# Source extract:
Guide to Mulch

Mulching serves many different purposes regardless of what you’re planning to do with a garden bed. I’d wager an early retirement on the fact that most gardeners view mulching solely as an outlet to better express the look and aesthetic of their garden. The truth is your choice of mulch can impact the length of your growing season, your watering habits, the effectiveness of different fertilizers, and so much more!

So, what is the best type of mulch for your garden bed? The answer – as always – is a bit complicated. First, we need to identify what counts as this catch-all term, “mulch”. The natural world can help clear up our definition as forests all over the world have been mulching the forest floor by itself. Dried leaves, broken tree limbs, grasses etc. reintroduce vital nutrients to the soil once they fall. Ancient civilizations used the natural mulching process found in their environment as inspiration when mulching their own farms, especially in dryer regions that needed to trap moisture in the ground as long as possible. That brings us to the first and historically the most important use for mulch: moisture regulation.

# Records to process:
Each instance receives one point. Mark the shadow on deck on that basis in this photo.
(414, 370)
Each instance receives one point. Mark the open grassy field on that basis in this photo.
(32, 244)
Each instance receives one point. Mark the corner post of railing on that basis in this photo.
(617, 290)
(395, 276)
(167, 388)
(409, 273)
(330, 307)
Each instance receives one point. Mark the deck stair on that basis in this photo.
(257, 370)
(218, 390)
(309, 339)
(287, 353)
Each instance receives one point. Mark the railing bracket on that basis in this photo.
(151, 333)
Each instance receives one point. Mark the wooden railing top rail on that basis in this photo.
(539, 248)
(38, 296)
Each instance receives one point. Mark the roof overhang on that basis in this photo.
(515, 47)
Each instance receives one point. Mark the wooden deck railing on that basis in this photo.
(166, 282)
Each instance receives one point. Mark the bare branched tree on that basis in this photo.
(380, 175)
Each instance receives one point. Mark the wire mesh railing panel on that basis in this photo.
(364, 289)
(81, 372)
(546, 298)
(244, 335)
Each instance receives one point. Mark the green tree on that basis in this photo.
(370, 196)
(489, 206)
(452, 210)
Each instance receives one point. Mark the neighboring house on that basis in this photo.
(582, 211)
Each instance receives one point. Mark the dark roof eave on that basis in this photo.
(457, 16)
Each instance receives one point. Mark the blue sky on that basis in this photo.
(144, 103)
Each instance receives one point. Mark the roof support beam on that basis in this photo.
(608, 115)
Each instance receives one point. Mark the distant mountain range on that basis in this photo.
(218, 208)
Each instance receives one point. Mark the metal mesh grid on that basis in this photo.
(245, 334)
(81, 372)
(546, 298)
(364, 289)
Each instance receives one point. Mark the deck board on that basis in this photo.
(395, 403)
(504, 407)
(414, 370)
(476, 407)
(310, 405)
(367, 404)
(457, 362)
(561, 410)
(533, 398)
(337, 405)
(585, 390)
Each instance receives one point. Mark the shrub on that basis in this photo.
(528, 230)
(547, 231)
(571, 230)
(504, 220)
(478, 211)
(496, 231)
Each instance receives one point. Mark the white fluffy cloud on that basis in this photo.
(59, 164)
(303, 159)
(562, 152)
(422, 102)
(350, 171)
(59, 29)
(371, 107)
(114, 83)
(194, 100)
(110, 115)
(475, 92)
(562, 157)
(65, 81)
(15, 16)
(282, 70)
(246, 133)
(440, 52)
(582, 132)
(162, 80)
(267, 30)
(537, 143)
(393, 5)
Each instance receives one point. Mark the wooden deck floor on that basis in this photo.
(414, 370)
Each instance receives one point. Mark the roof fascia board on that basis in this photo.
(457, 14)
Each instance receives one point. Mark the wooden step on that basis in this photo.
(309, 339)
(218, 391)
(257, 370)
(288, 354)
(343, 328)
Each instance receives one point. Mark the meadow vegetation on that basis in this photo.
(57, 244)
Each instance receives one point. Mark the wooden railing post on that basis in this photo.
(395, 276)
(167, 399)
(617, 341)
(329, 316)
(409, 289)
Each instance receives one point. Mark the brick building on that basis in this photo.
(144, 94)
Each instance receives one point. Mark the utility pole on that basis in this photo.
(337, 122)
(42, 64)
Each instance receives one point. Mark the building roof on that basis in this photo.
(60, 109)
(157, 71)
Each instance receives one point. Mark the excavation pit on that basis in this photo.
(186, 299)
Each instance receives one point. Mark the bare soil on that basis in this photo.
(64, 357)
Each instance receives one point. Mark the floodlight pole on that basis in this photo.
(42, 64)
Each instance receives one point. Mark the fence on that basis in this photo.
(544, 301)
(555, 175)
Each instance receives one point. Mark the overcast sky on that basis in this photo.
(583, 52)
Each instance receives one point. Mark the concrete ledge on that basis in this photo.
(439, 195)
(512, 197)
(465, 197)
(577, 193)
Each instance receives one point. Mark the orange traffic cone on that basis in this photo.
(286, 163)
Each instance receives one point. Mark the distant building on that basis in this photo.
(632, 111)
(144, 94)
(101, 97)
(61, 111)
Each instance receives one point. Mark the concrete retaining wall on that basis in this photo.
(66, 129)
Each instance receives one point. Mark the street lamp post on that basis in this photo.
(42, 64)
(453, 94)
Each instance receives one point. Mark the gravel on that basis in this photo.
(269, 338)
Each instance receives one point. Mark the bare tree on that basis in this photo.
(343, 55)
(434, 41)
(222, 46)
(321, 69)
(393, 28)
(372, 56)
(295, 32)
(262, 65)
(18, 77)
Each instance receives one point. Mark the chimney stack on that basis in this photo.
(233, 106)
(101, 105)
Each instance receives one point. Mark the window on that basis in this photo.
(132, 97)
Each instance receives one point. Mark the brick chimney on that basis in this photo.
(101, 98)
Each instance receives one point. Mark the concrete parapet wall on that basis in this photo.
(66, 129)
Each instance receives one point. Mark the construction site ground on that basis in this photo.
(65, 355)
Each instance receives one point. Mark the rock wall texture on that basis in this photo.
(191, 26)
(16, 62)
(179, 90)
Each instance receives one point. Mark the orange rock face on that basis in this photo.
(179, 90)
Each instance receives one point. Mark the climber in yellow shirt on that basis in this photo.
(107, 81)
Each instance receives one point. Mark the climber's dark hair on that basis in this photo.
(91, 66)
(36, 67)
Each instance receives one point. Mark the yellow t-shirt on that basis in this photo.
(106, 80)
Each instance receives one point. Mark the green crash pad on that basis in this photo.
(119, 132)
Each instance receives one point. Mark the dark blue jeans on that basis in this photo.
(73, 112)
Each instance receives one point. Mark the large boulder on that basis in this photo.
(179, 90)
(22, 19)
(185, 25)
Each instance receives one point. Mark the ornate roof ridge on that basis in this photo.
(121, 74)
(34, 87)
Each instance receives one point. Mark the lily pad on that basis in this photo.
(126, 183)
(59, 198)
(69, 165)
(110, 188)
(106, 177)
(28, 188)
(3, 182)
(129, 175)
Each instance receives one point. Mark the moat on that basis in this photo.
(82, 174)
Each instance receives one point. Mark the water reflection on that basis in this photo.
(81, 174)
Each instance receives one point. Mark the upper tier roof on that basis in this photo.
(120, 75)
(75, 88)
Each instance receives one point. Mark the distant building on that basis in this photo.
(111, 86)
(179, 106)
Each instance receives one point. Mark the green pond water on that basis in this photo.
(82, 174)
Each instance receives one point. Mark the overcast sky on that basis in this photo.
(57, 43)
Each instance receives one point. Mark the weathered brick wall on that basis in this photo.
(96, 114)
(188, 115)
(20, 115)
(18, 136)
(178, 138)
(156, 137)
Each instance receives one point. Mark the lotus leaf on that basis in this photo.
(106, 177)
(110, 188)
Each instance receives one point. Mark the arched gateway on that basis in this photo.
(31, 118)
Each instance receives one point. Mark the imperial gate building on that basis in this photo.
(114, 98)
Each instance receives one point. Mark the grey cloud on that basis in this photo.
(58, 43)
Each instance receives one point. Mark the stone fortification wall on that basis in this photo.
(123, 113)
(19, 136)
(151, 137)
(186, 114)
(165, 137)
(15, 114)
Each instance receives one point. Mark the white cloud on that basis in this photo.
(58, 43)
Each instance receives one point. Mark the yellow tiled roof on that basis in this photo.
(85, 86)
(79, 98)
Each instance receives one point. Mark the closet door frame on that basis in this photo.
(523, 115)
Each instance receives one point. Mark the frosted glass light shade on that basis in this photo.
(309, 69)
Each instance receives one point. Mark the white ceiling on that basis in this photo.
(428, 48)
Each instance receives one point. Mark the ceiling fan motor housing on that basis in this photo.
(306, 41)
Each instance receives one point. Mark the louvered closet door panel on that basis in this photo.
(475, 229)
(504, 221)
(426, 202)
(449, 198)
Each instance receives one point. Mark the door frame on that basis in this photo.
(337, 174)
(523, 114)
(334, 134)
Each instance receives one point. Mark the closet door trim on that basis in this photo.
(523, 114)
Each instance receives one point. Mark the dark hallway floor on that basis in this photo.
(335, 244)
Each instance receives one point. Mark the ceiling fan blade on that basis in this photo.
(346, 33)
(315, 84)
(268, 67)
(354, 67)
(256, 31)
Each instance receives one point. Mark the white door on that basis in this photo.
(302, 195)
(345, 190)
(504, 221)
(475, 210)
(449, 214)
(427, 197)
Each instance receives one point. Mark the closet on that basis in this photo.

# Goals:
**1.** Quote the mulch guide word for word, everything from "Mulching serves many" down to "so much more!".
**2.** Filter the rows down to every line that contains the word "white".
The mulch guide and the rows come from unrelated sources.

# Problem solutions:
**1.**
Mulching serves many different purposes regardless of what you’re planning to do with a garden bed. I’d wager an early retirement on the fact that most gardeners view mulching solely as an outlet to better express the look and aesthetic of their garden. The truth is your choice of mulch can impact the length of your growing season, your watering habits, the effectiveness of different fertilizers, and so much more!

**2.**
Each instance receives one point. Mark the white fluffy cloud on that basis in this photo.
Each instance receives one point. Mark the white cloud on that basis in this photo.
Each instance receives one point. Mark the white ceiling on that basis in this photo.
Each instance receives one point. Mark the white door on that basis in this photo.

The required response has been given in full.